— Start MATERIAL PROVIDED —

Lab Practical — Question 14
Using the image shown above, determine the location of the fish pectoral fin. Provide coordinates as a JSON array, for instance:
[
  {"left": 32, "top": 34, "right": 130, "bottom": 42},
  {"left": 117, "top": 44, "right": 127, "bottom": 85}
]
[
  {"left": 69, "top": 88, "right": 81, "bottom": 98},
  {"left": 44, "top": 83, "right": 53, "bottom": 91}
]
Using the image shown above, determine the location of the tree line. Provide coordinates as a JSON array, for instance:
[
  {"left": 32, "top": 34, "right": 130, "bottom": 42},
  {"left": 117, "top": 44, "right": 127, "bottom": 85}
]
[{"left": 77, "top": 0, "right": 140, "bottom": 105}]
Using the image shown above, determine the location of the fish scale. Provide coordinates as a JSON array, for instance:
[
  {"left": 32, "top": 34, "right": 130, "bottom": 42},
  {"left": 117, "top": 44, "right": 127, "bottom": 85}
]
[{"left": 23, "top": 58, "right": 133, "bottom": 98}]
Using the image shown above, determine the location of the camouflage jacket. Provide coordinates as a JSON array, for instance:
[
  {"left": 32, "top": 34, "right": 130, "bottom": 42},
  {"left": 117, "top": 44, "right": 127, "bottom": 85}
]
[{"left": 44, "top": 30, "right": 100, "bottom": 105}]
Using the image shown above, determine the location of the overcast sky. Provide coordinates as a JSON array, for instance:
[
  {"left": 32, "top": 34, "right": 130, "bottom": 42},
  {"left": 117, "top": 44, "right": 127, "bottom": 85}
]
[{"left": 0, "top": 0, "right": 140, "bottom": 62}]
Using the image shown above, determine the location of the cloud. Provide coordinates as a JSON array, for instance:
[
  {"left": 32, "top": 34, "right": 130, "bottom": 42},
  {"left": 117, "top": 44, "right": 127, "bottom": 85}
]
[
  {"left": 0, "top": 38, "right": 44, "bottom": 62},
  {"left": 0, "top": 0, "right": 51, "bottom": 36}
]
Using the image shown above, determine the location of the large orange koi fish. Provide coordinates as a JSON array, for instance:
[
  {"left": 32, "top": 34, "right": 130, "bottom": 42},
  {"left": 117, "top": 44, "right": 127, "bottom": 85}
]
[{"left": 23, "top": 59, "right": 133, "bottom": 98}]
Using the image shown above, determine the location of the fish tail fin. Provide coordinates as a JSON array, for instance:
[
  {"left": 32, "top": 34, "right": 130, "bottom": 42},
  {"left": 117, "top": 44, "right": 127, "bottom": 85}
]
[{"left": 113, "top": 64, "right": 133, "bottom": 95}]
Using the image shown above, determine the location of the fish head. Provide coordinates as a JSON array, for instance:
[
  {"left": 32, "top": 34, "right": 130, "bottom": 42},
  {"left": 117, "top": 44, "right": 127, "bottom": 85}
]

— End MATERIAL PROVIDED —

AIM. Copy out the items above line for line, with no changes.

RIGHT ANSWER.
Lab Practical — Question 14
Using the image shown above, determine the location of the fish pectoral fin. Provide coordinates as a JSON array, for instance:
[
  {"left": 32, "top": 34, "right": 130, "bottom": 42},
  {"left": 117, "top": 44, "right": 127, "bottom": 85}
]
[
  {"left": 69, "top": 88, "right": 81, "bottom": 98},
  {"left": 44, "top": 83, "right": 53, "bottom": 91}
]
Using the image shown above, determine the location of the tree line. Provide coordinates as a JSON array, for instance:
[
  {"left": 32, "top": 34, "right": 130, "bottom": 42},
  {"left": 117, "top": 44, "right": 127, "bottom": 85}
]
[{"left": 77, "top": 0, "right": 140, "bottom": 105}]
Using the image shown above, determine the location of the fish scale. Provide coordinates as a JSON array, for instance:
[
  {"left": 32, "top": 34, "right": 130, "bottom": 42},
  {"left": 117, "top": 44, "right": 127, "bottom": 85}
]
[{"left": 23, "top": 58, "right": 133, "bottom": 98}]
Using the image shown above, determine the location of the camouflage jacket. Provide coordinates as a JSON array, for instance:
[
  {"left": 32, "top": 34, "right": 130, "bottom": 42},
  {"left": 117, "top": 44, "right": 127, "bottom": 85}
]
[{"left": 44, "top": 30, "right": 100, "bottom": 105}]
Using the image shown above, determine the location of the overcast sky. Provide coordinates as a JSON array, for instance:
[
  {"left": 32, "top": 34, "right": 130, "bottom": 42},
  {"left": 117, "top": 44, "right": 127, "bottom": 85}
]
[{"left": 0, "top": 0, "right": 140, "bottom": 62}]
Using the image shown above, determine the location of the cloud. Provide coordinates as a JSON array, for instance:
[
  {"left": 32, "top": 34, "right": 130, "bottom": 42},
  {"left": 117, "top": 44, "right": 127, "bottom": 85}
]
[
  {"left": 0, "top": 38, "right": 44, "bottom": 62},
  {"left": 0, "top": 0, "right": 51, "bottom": 36}
]
Using the image shown above, determine the location of the large orange koi fish. Provide coordinates as a JSON array, for instance:
[
  {"left": 32, "top": 34, "right": 130, "bottom": 42},
  {"left": 117, "top": 44, "right": 127, "bottom": 85}
]
[{"left": 23, "top": 59, "right": 133, "bottom": 98}]
Using the image shown above, determine the location of the fish tail fin. Provide coordinates as a JSON array, for instance:
[
  {"left": 32, "top": 34, "right": 130, "bottom": 42},
  {"left": 117, "top": 44, "right": 127, "bottom": 85}
]
[{"left": 113, "top": 64, "right": 133, "bottom": 95}]
Using the image shown above, determine the location of the fish head. Provide coordinates as a JSON array, for instance:
[
  {"left": 32, "top": 34, "right": 130, "bottom": 42},
  {"left": 117, "top": 44, "right": 127, "bottom": 85}
]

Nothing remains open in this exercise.